▸ Text section
((

Proposition: "SGML is Gumming Up the Works"
papresco at technologist.com
Sat Sep 12 16:21:04 BST 1998
The hardest part of coming to a new domain is recognizing what parts of
what we know from other domains do NOT apply.
On Fri, 11 Sep 1998, Mark Tucker wrote:
> Like "Samuel R. Blackburn" <sblackbu at erols.com>, I got interested
> in XML not because it is a good document formatting language,
> but on the promise that with XML, I can interchange Data!
Documents are data. Documents are pretty much the most complicated type
of data in existence. You can ignore everything that SGML taught us about
encoding complex data for interchange, but then you'll be forced to
reinvent it (and probably not as well).
> I'm a computer scientist. I see XML-Data, and think: "Hey, there are
> type definitions. And hey, this data file clearly contains instances
> of those types."
> But, stepping into the XML community, I'm overwhelmed by the SGML
> history of XML. I'm told: "No, conforming to type definitions isn't
> good enough. That is not Real Validation. You must be valid according
> to a DTD." (Perhaps XML-DATA seems to have died because it wasn't
> DTD-ish enough; I don't know.)
XML-Data died because it was half-baked crap that did not meet real
needs. DCD will hopefully follow it into oblivion. Nevertheless, XML-Data
was very "DTDish". At its heart is the same grammar that you complain
about. The type system junk is a slight extension to that grammar.
> And then, looking at DTD's, I find that they aren't even as good as
> BNF context free grammars. And BNF is much weaker than type systems,
> which we need and want.
Consider, for a moment, your brain. It has all kinds of great type
systems. It's full of Venn diagrams and hierarchies, right? But then,
when you want to converse, you flatten all of that out into text streams
described not by hierarchies and Venn diagrams, but by regular
expressions and context-free grammars.

))

[Records]
((

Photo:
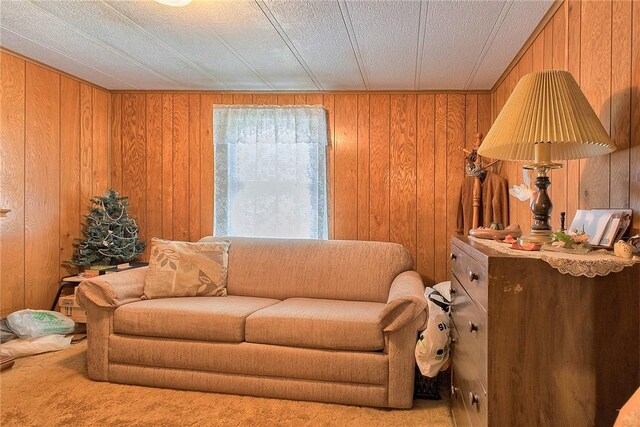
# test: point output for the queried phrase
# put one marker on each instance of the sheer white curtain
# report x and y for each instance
(270, 171)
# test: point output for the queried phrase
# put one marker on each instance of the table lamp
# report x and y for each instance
(546, 118)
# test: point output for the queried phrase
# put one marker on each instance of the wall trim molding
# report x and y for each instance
(541, 26)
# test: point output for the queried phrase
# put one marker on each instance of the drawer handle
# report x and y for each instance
(472, 327)
(474, 399)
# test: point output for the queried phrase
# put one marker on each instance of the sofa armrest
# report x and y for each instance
(113, 290)
(405, 303)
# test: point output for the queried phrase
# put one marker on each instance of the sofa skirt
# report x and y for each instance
(282, 388)
(347, 377)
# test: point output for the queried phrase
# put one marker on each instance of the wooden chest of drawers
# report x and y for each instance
(536, 347)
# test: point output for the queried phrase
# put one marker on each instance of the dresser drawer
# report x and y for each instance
(458, 406)
(471, 324)
(471, 274)
(468, 393)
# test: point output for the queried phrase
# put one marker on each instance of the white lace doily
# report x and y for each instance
(590, 265)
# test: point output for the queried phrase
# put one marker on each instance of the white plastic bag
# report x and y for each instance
(27, 346)
(432, 349)
(37, 323)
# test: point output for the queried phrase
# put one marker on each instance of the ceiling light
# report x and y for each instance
(175, 3)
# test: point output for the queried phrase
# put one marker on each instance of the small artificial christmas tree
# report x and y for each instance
(111, 236)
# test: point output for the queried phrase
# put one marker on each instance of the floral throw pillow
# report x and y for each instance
(183, 269)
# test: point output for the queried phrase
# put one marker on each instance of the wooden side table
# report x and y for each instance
(66, 282)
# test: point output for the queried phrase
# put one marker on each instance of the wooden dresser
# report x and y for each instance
(534, 347)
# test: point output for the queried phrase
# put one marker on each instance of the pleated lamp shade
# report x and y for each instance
(546, 107)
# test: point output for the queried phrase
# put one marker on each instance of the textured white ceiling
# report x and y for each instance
(297, 45)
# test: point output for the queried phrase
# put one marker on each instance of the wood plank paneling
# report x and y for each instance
(116, 142)
(329, 103)
(194, 167)
(181, 196)
(379, 109)
(134, 170)
(389, 164)
(86, 146)
(346, 168)
(154, 163)
(441, 182)
(12, 191)
(634, 154)
(425, 174)
(100, 142)
(42, 184)
(167, 166)
(402, 172)
(595, 81)
(363, 167)
(265, 99)
(70, 204)
(619, 181)
(595, 42)
(41, 171)
(455, 163)
(206, 164)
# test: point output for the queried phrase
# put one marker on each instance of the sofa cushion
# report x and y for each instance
(298, 268)
(318, 323)
(181, 269)
(192, 318)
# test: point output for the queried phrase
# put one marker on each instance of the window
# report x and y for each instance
(270, 171)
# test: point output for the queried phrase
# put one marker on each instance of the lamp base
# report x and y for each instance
(541, 206)
(536, 236)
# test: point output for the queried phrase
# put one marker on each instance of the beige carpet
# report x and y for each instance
(53, 389)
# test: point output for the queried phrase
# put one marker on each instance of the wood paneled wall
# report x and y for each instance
(54, 151)
(395, 163)
(599, 43)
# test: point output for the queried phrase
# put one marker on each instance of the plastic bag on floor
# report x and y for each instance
(432, 349)
(6, 334)
(37, 323)
(27, 346)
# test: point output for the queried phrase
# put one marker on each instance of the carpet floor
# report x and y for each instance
(53, 389)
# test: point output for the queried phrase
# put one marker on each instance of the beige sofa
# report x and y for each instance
(328, 321)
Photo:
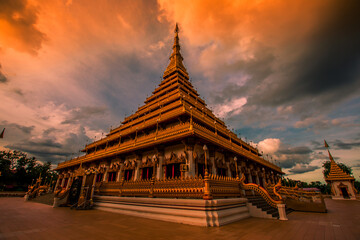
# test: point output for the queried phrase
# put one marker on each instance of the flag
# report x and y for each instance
(326, 145)
(2, 133)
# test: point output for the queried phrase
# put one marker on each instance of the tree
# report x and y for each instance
(327, 164)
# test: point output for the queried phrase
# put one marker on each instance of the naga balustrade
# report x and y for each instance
(186, 187)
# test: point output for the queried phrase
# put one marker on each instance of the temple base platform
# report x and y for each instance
(207, 213)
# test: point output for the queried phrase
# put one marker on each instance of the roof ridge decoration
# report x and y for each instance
(176, 59)
(336, 173)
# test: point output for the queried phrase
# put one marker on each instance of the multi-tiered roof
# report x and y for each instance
(173, 112)
(336, 173)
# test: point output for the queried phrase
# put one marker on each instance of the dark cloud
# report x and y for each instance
(83, 113)
(303, 168)
(22, 34)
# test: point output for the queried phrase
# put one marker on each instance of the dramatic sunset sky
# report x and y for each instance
(284, 74)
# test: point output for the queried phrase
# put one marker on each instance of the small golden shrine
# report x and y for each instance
(342, 184)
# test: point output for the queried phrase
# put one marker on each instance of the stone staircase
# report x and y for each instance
(258, 207)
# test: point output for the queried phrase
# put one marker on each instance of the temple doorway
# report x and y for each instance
(173, 170)
(128, 174)
(344, 192)
(88, 185)
(201, 169)
(74, 192)
(221, 172)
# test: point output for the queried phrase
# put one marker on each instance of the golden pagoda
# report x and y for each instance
(171, 147)
(342, 184)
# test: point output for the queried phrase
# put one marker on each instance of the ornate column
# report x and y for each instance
(105, 174)
(63, 181)
(68, 183)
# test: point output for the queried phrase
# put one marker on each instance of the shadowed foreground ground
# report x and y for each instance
(30, 220)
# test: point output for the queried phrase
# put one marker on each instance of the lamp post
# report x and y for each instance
(207, 192)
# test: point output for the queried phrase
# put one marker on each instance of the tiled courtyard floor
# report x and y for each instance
(30, 220)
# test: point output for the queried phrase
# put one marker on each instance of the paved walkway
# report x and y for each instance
(30, 220)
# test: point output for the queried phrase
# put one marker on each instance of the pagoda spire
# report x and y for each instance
(176, 60)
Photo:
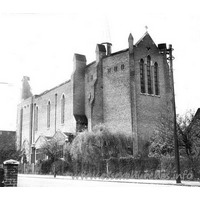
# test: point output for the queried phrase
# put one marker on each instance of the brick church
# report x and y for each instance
(126, 91)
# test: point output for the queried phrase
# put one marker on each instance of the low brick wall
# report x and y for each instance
(10, 175)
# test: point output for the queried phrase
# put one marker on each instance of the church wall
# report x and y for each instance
(116, 93)
(42, 101)
(149, 106)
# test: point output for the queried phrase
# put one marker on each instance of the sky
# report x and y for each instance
(39, 38)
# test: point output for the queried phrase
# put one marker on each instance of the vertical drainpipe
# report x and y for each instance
(21, 127)
(133, 100)
(30, 125)
(55, 111)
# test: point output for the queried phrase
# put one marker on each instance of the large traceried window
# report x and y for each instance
(63, 109)
(142, 76)
(149, 82)
(156, 78)
(48, 114)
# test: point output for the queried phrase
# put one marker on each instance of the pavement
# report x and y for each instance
(135, 181)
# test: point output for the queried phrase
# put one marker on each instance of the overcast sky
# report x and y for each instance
(39, 39)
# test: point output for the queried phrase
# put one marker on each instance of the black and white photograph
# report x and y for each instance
(100, 97)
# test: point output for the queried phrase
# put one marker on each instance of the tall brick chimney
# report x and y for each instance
(100, 52)
(108, 48)
(26, 89)
(130, 43)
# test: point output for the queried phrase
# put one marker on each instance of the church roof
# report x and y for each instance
(142, 38)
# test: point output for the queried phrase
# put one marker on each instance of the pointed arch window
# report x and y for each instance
(156, 78)
(63, 109)
(142, 76)
(48, 114)
(149, 82)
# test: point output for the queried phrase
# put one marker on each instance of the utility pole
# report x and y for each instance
(176, 147)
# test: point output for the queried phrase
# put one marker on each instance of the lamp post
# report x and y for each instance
(176, 147)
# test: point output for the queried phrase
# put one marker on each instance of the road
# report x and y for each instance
(48, 181)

))

▸ Written task 1
For the mailing-list post about SGML and XML, decide whether each statement agrees with it: (a) documents are called the most complicated type of data in existence; (b) XML-Data is described as not "DTDish"; (c) the writer hopes DCD will go the way of XML-Data. Answer yes or no for each and quote the deciding words of the post.
▸ Written task 2
List every acronym written in capital letters that appears in the mailing-list post about SGML and XML, including its header lines.
▸ Written task 3
Pick up the mailing-list post about SGML and XML after its last sentence and continue it in the same voice.

▸ Final answer 1
(a) Yes: "Documents are pretty much the most complicated type of data in existence."
(b) No: "Nevertheless, XML-Data was very "DTDish"."
(c) Yes: "DCD will hopefully follow it into oblivion."

▸ Final answer 2
SGML, BST, XML, DTD, DCD, BNF

▸ Final answer 3
Saying that BNF is weaker than types systems is equivalent to saying that
hammers are weaker than screwdrivers. They are not comparable. Grammars
describes serialization syntax and the other describes a data model.
If "type systems" could replace serializations, then we wouldn't need
XML, would we? We'd just use Java's type system.
> So, we end up jumping through hoops to write DTD's to express DATA
> which is very, very, very easily described in terms of modern
> programming language type systems. All the while, hearing a low chant:
> "What kind of cretin are you? You don't want to *validate* your data! (shock)
> You only want well-formed documents." -- NO and YES. I don't care
> if my document can be validated by a pitiful DTD. I do care that
> it conform to a real type schema!
"Bang. Bang. Bang. I think I bent my screwdriver." I hate to let you
down, but when you serialize your data model into XML, all you have is
characters. Characters have to be verified according to the techniques that
God and Chomsky provided for verifying character streams: regular
languages, context free grammars, regular tree grammars, etc.
> I'm not really mad at XML but, I think "Richard L. Goerwitz III"
> <richard at goon.stg.brown.edu> is on to something in wondering if SGML
> compatibility is going to bring down the XML effort.
That's not what Richard L. Goerwitz III said. You are projecting your own
feelings into his messages.
> If you have to be an SGML wizard to express easy things,
> then we're in trouble.
> Much of the initial selling of XML was:
> You don't need DTD's to be a good citizen.
> P.S. I'm optimistic about RDF, and am afraid that DCD sold out a bit towards
> documents. I want DATA schemas!
> [Why DTD's aren't as good as BNF]
DTDs are much better than BNF. DTDs describe XML data. BNF describes a
MUCH larger family of languages. If we were to use BNF, we would have to
put constraints on the BNF that would make it almost identical to DTDs.
Here's the ironic part: you are right that it should be possible to use
the same element type name in multiple contexts as long as it isn't
ambiguous (as in C). I have a proposal for an extension to DTDs (or
schemas) that would allow that.
The problem is, that when you try to combine this advanced facility with
type system-based proposals (e.g. inheritance, subtyping, etc.)
everything goes to hell. The irony is that it is people who are screaming
for "types" instead of lexical constraints who are *weakening* the
lexical constraints that would make DTDs (or schemas) closer in power to BNF.
What does it mean to "subclass" the PAREN element type when it is clearly
used in two different contexts with two different content models? The
answer: there is no PAREN type, really. There is a PAREN "tag" that can
be used in completely different ways in completely different contexts.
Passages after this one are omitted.